## Written exercise
Please print, word for word, the lines of the listing below that begin at the line containing "Reviewer note: make sure each instance of the young" and stop after the line containing "[(80, 818), (434, 571)]", including both of those lines.

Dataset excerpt

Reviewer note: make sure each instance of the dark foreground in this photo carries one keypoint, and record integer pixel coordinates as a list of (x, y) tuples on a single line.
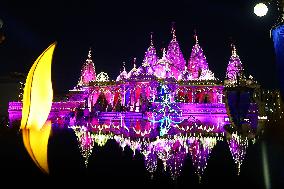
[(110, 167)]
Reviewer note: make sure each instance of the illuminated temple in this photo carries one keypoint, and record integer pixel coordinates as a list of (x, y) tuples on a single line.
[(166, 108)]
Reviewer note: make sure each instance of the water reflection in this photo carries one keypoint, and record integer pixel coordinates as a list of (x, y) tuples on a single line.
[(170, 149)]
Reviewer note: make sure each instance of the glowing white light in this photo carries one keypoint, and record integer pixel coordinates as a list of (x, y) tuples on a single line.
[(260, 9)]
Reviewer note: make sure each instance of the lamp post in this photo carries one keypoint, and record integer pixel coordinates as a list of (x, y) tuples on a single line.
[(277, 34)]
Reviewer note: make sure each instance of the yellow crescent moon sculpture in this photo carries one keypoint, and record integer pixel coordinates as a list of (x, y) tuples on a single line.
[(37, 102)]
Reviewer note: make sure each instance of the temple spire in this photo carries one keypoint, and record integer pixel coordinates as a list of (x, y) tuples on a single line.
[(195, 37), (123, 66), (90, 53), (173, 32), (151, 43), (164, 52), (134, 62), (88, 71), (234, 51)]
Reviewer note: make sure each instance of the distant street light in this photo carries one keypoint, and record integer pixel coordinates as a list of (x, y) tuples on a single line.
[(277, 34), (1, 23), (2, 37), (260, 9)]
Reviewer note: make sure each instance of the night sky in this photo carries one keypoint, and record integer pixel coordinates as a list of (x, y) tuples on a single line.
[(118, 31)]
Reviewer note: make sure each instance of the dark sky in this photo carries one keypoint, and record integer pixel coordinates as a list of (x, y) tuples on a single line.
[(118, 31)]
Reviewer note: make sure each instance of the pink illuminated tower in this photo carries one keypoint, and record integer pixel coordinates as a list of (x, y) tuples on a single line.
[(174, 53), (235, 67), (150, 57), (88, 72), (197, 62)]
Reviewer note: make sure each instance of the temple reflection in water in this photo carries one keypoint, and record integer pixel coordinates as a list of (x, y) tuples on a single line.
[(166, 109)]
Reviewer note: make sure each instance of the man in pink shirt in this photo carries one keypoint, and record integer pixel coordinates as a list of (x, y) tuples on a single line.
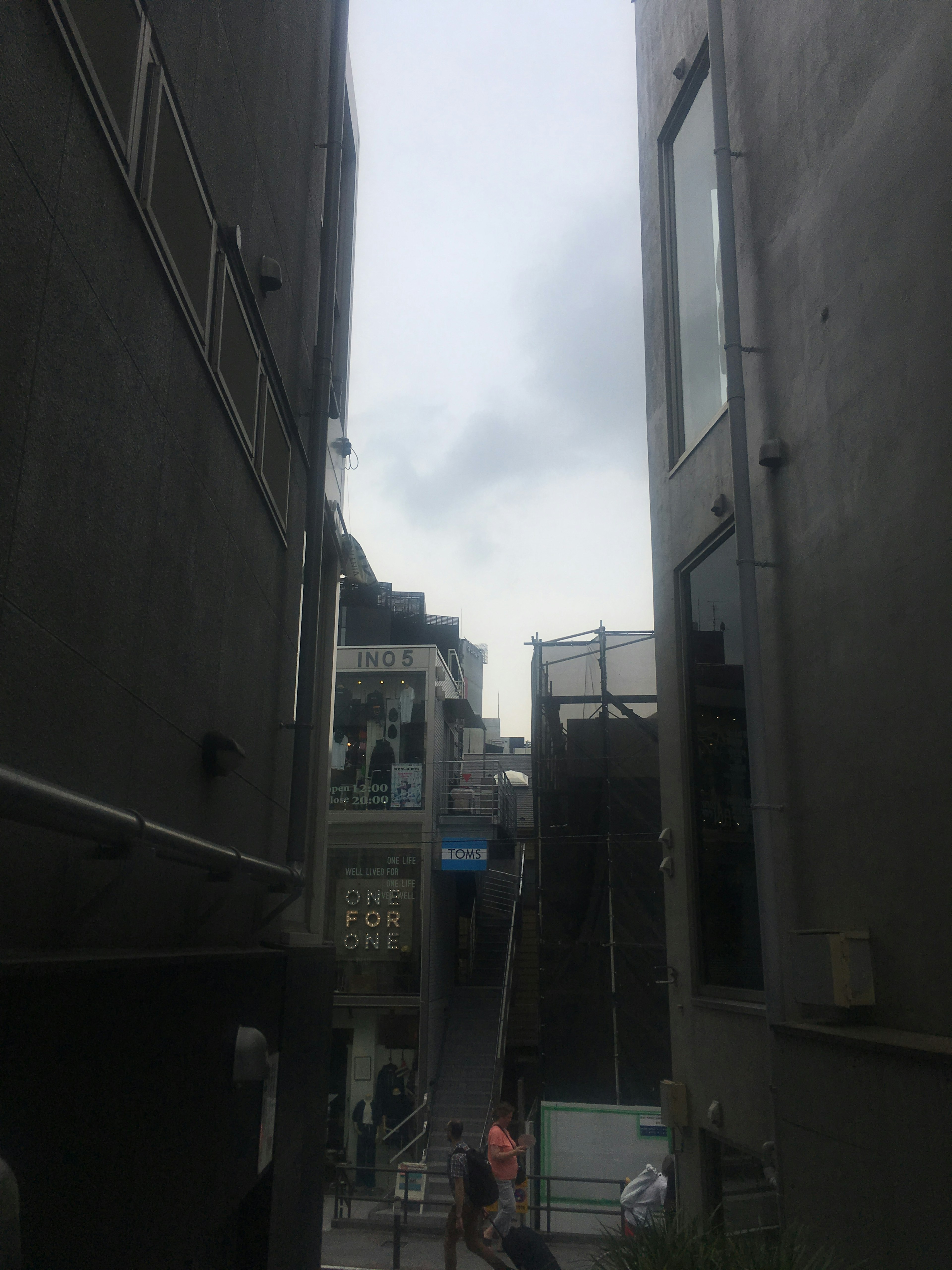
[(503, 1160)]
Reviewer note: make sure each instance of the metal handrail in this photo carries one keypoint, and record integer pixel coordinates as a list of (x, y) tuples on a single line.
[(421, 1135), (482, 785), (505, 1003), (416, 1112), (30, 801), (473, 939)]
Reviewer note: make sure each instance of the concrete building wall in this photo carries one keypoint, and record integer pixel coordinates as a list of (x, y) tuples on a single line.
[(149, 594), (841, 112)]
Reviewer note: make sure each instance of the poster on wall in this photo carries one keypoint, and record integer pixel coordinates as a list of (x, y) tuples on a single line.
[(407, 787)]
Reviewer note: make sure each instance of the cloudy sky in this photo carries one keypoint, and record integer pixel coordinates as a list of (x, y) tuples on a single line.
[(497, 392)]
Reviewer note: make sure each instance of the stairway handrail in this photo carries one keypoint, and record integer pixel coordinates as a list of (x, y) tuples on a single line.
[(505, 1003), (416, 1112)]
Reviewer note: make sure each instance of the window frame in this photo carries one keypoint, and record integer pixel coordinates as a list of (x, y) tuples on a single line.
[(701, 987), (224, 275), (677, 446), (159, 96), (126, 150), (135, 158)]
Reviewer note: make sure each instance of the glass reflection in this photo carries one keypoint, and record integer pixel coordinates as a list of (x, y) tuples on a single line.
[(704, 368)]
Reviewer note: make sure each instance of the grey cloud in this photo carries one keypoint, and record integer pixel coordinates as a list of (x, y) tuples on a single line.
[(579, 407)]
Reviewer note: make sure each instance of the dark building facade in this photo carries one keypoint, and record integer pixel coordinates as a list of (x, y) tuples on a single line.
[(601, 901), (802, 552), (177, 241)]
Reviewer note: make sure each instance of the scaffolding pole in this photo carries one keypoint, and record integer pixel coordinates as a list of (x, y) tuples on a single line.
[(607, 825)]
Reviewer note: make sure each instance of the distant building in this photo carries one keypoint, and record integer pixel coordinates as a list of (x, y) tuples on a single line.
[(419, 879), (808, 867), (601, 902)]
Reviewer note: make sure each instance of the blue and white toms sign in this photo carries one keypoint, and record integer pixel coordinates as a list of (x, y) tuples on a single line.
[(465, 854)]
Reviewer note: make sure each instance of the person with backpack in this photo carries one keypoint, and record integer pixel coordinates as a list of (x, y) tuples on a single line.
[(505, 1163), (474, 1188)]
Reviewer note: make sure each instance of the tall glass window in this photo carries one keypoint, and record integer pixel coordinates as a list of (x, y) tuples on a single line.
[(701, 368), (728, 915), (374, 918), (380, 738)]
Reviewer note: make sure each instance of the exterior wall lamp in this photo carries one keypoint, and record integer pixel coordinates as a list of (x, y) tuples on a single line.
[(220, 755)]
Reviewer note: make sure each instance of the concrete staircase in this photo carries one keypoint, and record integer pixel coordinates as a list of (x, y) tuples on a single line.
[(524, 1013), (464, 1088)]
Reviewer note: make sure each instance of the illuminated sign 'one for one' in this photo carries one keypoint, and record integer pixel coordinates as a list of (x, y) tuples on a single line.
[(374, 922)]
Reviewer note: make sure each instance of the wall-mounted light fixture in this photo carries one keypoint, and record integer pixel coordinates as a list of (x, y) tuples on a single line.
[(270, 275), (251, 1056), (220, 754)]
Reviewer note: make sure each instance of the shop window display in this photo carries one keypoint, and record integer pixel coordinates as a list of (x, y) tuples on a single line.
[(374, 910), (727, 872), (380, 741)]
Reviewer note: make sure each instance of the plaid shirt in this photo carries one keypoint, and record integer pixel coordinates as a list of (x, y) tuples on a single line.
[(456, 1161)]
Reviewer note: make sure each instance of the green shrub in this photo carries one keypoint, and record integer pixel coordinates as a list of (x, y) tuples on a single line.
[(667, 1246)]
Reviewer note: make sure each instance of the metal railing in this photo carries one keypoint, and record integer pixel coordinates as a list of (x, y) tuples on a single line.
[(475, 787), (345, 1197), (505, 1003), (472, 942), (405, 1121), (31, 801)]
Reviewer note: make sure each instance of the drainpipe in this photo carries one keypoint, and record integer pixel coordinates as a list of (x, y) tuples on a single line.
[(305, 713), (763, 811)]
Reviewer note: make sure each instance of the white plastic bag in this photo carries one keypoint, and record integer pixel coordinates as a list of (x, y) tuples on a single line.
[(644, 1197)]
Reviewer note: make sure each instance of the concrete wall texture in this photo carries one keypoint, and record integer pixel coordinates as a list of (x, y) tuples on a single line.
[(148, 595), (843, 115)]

...

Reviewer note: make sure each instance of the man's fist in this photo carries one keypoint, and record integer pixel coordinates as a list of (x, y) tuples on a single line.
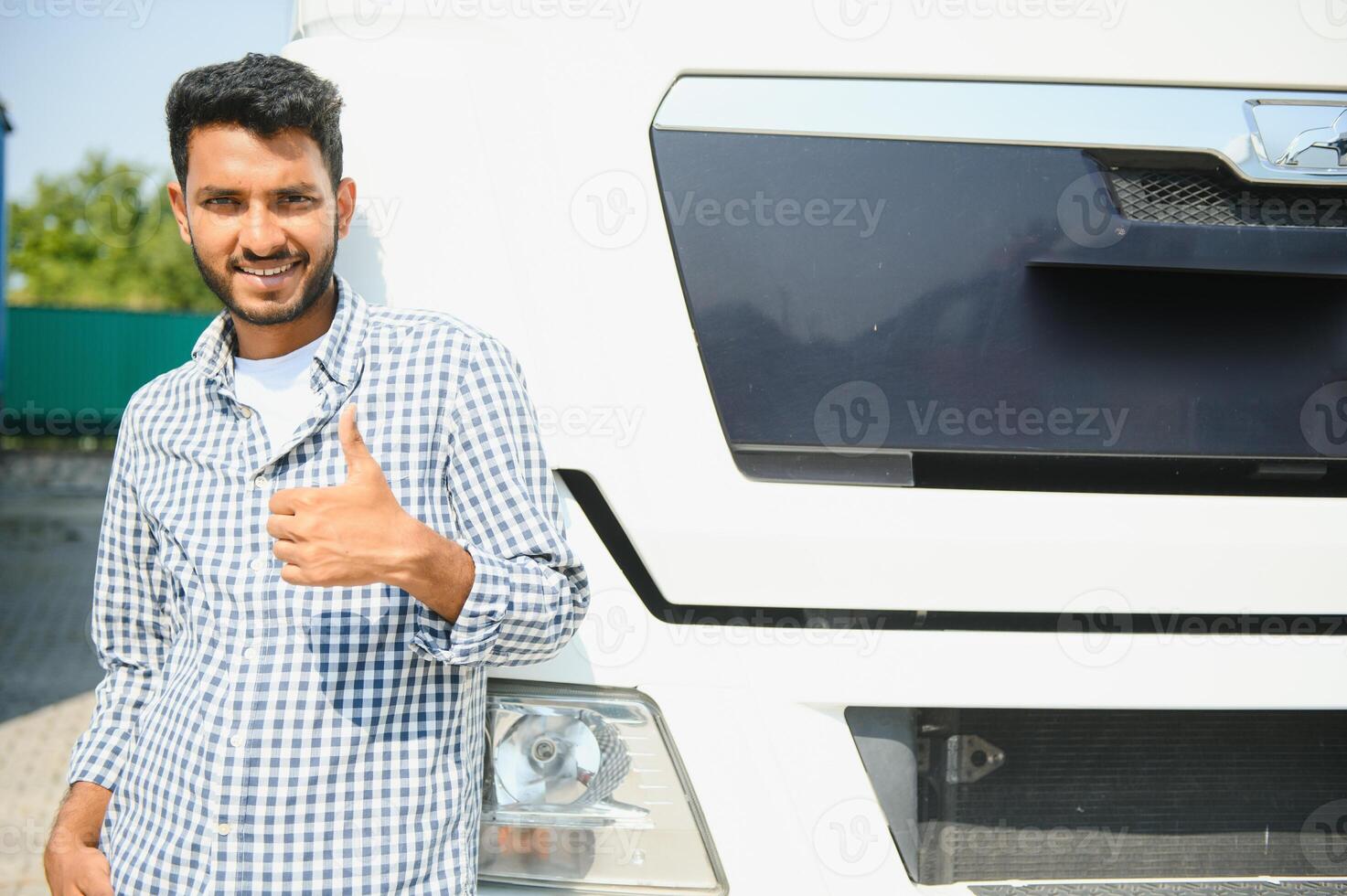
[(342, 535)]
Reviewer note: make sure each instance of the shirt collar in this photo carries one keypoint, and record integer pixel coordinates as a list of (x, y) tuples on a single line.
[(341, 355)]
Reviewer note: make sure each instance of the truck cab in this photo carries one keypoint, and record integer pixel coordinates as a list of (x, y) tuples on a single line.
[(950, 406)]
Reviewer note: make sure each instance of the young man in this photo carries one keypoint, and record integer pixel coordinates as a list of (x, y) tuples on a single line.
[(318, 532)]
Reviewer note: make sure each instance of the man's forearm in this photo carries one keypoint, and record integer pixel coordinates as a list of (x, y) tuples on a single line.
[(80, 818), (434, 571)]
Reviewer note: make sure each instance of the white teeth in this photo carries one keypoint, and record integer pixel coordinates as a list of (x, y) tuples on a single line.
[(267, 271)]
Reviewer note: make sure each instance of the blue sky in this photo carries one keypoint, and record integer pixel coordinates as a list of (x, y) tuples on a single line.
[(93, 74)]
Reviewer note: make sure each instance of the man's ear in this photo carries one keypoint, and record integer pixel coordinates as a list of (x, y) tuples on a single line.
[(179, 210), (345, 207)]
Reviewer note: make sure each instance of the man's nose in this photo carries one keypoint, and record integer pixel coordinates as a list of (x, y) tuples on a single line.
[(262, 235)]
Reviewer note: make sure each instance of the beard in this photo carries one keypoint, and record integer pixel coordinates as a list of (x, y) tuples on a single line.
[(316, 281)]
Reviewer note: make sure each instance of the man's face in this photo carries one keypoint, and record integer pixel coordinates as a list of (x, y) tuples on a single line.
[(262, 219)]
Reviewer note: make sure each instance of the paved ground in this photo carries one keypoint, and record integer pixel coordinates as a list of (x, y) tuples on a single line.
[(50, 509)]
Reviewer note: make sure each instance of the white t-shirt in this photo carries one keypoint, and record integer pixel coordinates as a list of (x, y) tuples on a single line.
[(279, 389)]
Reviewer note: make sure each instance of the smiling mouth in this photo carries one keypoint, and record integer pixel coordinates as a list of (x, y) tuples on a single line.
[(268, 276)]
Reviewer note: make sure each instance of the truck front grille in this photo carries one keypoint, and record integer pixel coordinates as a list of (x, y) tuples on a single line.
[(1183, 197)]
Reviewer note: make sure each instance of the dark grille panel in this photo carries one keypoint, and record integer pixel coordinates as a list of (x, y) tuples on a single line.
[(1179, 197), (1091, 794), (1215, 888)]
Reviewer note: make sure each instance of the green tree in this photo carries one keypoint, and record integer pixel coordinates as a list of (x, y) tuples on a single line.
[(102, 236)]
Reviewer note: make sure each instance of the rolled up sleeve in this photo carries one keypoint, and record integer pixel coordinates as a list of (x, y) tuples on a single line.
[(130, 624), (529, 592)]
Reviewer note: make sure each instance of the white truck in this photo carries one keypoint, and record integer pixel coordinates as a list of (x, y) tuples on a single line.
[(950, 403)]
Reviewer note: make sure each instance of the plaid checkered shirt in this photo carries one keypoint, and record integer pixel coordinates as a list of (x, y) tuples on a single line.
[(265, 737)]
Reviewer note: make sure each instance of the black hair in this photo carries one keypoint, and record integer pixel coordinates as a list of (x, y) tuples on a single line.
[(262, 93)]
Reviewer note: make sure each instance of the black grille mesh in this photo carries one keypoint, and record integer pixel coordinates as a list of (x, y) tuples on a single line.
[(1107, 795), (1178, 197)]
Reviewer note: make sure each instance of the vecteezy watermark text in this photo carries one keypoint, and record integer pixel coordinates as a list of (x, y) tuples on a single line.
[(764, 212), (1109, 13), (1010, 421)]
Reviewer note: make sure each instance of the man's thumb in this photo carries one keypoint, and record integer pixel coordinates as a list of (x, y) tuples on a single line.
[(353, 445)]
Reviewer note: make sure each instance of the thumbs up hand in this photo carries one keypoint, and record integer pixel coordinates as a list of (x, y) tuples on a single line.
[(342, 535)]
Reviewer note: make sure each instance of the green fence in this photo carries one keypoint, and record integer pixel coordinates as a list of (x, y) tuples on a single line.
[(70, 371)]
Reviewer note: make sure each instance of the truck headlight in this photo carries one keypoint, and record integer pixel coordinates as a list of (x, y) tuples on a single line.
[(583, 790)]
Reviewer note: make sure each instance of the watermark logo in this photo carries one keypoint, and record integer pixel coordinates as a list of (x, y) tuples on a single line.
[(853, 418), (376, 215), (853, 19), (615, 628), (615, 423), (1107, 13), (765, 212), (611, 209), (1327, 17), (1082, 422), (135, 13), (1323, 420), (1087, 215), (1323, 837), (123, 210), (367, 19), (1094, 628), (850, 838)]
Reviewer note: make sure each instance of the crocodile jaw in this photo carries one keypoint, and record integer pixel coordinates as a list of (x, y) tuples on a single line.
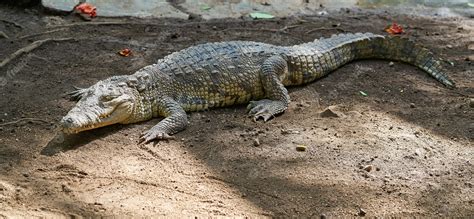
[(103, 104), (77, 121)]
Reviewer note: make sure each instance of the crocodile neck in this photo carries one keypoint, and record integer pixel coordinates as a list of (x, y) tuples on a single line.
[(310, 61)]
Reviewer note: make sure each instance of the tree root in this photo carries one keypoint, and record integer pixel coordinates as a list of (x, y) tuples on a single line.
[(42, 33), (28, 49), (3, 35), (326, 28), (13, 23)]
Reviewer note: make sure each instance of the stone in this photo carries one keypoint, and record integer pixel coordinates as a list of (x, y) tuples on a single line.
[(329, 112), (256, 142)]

## In response
Reviewer note: make sure each instance of the young man in this photo carries one keypoint, and record integer pixel coordinates as a list of (x, y) tuples on a single line.
[(318, 532)]
Reviewer note: make sure each instance of the man's forearm in this photo carries one keypoint, and record integer pixel coordinates as a list of (x, y) tuples on a single line.
[(80, 818), (434, 571)]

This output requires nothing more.